• _DIRECTION_: Copy out everything from the line containing "Would you mind indicating the light wood" down to the line containing "Would you mind indicating the pedestrian", including both of those lines. Omit the pictures from what you copy.

Named object pointing entries:
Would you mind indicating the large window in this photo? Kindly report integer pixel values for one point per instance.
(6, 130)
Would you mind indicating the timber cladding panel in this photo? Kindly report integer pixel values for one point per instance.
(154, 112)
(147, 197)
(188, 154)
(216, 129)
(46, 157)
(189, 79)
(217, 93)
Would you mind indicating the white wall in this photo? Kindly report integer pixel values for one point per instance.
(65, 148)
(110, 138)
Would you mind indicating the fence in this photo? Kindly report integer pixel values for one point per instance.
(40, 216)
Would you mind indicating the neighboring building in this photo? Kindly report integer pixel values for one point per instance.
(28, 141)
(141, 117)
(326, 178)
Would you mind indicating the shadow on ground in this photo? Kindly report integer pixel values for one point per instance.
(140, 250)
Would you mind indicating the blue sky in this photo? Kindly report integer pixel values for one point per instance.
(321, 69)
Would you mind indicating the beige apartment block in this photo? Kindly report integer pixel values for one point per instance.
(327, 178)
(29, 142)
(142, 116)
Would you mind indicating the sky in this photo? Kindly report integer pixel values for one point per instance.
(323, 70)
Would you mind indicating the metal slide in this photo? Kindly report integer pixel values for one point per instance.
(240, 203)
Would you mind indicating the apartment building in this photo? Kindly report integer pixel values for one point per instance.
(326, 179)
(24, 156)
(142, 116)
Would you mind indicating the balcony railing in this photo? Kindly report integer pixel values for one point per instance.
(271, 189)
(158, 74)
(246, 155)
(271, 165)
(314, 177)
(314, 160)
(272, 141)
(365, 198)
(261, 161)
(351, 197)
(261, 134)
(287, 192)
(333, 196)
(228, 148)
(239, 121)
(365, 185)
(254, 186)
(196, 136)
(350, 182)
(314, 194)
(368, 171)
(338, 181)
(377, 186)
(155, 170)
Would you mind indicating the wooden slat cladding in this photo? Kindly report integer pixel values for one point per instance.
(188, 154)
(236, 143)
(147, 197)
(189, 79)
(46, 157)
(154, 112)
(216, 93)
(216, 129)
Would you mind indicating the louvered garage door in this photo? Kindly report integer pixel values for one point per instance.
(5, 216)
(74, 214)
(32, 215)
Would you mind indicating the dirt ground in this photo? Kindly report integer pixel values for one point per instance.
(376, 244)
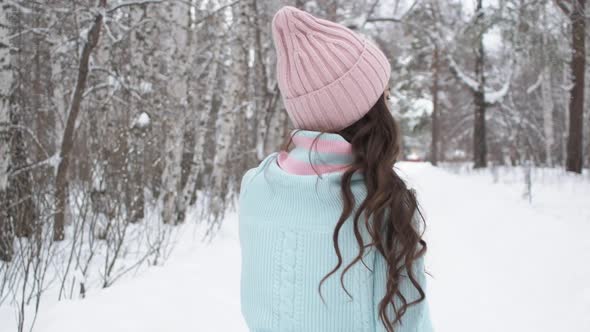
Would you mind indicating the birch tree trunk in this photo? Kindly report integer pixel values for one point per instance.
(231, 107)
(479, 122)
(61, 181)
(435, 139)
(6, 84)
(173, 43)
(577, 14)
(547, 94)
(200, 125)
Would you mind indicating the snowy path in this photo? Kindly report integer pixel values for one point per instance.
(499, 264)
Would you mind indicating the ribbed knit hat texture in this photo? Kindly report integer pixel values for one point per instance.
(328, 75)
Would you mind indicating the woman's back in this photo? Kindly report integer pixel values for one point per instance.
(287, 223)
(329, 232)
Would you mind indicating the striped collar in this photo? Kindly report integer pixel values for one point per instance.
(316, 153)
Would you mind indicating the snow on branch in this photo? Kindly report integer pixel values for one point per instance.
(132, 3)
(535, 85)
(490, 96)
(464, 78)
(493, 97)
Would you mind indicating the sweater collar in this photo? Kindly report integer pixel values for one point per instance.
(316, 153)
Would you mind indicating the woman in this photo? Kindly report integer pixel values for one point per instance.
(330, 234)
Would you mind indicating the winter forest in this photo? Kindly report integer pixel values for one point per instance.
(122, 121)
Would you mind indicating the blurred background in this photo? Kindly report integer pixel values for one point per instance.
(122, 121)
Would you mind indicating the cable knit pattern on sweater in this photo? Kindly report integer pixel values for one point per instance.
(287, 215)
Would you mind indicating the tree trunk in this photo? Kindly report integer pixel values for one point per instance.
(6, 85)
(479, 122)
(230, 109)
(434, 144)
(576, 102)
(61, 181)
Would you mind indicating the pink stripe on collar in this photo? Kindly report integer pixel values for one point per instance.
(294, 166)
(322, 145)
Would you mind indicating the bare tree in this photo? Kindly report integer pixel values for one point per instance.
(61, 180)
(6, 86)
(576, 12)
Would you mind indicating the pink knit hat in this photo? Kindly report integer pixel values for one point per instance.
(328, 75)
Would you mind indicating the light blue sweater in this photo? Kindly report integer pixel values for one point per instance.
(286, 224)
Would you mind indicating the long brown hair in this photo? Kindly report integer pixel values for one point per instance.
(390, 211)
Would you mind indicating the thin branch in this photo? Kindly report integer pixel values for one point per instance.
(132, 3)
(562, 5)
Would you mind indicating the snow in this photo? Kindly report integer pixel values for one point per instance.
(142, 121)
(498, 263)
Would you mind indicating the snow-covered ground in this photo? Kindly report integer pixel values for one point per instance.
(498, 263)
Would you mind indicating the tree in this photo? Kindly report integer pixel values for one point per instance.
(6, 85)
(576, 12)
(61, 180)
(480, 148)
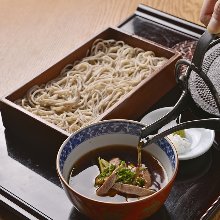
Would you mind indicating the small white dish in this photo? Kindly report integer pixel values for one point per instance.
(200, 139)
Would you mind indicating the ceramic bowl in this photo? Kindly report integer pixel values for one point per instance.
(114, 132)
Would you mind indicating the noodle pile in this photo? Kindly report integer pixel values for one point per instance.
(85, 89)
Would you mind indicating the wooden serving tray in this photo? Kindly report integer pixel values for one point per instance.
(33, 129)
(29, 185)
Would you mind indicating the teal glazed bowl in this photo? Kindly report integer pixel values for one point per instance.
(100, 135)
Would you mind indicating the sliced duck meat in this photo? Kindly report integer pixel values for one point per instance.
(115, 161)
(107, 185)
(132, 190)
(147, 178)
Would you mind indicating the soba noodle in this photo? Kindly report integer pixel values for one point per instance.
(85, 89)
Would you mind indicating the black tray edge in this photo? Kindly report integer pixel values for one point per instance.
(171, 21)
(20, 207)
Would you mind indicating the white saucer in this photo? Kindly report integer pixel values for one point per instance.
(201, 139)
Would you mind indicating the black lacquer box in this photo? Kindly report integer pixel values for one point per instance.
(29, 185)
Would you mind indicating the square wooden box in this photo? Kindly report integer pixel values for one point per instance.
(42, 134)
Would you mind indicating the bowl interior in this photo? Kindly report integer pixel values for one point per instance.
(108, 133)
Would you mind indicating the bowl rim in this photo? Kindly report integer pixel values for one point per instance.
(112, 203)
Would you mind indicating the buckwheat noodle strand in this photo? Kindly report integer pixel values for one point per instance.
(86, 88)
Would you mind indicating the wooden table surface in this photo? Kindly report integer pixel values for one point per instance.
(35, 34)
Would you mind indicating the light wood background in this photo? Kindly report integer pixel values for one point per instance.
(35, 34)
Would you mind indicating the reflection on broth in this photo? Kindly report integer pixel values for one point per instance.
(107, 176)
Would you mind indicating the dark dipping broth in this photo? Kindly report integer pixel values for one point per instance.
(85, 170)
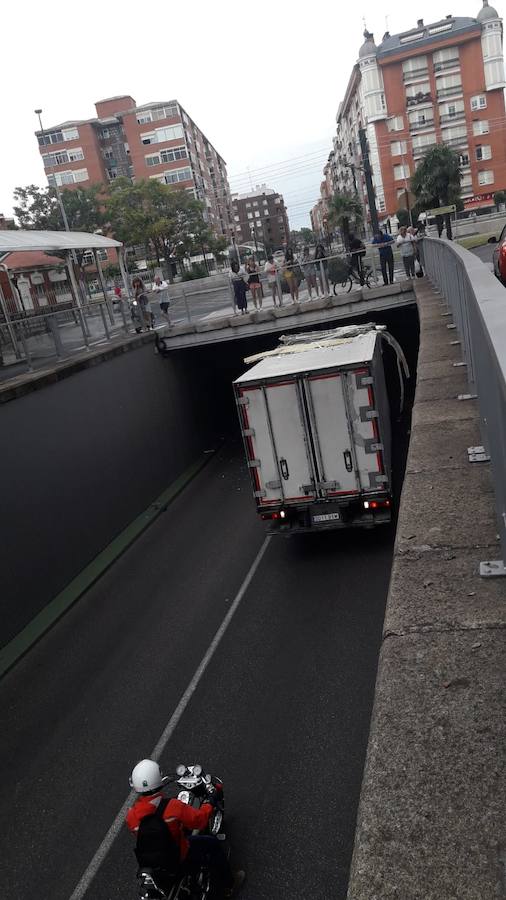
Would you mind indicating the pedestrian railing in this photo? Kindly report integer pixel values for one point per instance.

---

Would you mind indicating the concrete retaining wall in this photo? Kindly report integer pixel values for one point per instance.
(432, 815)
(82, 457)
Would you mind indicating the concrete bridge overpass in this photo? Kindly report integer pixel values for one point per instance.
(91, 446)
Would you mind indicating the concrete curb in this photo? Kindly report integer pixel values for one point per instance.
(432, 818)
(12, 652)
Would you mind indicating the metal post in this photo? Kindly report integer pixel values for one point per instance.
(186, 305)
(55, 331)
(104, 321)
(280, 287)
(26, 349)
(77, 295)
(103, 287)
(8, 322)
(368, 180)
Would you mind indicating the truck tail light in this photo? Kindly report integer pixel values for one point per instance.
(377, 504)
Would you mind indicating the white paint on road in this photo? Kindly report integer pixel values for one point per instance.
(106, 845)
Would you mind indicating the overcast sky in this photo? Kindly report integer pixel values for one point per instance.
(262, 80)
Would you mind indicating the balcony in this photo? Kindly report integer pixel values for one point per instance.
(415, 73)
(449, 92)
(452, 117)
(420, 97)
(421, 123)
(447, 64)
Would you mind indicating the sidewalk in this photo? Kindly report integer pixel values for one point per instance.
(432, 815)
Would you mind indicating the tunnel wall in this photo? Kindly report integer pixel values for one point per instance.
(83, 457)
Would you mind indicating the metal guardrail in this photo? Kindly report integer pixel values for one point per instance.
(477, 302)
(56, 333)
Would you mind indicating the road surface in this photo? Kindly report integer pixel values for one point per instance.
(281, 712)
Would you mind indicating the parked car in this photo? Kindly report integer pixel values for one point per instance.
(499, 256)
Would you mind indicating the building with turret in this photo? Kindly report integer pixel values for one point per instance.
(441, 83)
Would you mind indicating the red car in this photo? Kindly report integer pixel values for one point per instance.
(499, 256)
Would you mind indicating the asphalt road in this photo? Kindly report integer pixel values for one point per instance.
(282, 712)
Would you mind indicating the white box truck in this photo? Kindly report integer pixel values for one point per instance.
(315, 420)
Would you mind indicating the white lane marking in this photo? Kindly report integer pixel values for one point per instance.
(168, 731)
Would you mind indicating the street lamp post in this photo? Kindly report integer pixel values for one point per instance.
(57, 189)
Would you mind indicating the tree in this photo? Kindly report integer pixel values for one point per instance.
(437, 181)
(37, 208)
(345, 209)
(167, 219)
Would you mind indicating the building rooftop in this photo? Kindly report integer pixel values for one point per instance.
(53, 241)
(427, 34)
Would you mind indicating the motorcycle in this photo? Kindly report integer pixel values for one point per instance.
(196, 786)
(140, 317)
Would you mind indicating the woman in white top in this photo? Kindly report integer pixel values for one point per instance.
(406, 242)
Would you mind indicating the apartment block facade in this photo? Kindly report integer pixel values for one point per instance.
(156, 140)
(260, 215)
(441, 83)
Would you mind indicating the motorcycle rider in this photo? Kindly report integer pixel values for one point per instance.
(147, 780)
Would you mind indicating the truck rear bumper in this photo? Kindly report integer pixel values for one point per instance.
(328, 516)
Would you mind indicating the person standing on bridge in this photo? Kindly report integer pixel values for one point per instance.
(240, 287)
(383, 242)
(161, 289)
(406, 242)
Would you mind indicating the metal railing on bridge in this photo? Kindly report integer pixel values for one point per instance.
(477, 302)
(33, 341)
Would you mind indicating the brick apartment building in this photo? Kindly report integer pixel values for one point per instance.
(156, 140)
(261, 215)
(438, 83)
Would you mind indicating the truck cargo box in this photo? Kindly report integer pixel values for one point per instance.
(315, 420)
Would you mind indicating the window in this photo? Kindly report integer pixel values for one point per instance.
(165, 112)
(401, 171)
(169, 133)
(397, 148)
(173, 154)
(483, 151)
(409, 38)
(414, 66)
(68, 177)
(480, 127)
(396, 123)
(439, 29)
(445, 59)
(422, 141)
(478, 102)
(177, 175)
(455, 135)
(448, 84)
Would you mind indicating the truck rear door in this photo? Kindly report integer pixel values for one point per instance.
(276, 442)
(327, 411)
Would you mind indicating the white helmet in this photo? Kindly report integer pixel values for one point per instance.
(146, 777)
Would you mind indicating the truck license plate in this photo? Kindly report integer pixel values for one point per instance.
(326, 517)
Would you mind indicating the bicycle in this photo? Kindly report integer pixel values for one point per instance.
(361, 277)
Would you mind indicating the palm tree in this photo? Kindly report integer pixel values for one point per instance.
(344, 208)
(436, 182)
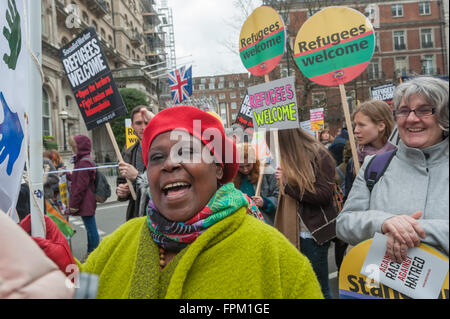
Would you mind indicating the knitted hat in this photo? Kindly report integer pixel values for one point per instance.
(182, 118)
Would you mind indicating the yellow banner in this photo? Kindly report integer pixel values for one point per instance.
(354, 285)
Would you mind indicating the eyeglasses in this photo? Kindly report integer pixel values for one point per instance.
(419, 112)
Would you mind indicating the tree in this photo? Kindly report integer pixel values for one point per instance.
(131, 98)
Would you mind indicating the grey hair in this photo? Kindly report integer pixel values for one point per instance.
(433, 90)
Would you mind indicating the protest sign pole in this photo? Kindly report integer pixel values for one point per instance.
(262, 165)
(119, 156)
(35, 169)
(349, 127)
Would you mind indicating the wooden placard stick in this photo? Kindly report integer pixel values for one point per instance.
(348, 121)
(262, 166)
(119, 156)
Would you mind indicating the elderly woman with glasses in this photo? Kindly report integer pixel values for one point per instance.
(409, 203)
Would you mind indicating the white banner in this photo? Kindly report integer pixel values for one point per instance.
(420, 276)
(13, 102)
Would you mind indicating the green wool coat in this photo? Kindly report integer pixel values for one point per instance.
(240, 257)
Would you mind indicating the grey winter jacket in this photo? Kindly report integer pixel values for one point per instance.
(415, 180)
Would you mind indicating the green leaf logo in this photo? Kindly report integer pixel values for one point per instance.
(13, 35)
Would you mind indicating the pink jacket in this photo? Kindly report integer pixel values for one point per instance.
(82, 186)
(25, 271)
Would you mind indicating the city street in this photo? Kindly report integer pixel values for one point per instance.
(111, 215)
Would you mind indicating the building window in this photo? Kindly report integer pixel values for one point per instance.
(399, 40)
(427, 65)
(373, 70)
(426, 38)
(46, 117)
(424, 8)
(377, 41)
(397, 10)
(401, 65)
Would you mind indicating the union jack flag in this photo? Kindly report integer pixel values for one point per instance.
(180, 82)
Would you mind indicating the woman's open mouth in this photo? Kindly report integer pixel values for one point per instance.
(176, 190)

• _OUTPUT OF THE EXERCISE_:
Would you mind indicating the light wood background in this photo? Kindly report integer pixel values for one point per instance.
(35, 34)
Would you mind indicating the reflection on broth in this photo? Kindly report integer pixel values for one point per instance.
(107, 176)
Would you mind indicating the dark dipping broth in this photo? Kindly report integer pixel values for one point per instance.
(85, 170)
Would you mind indicating the pedestrian railing in this photo? Kindly report integer pixel values for one point per instance.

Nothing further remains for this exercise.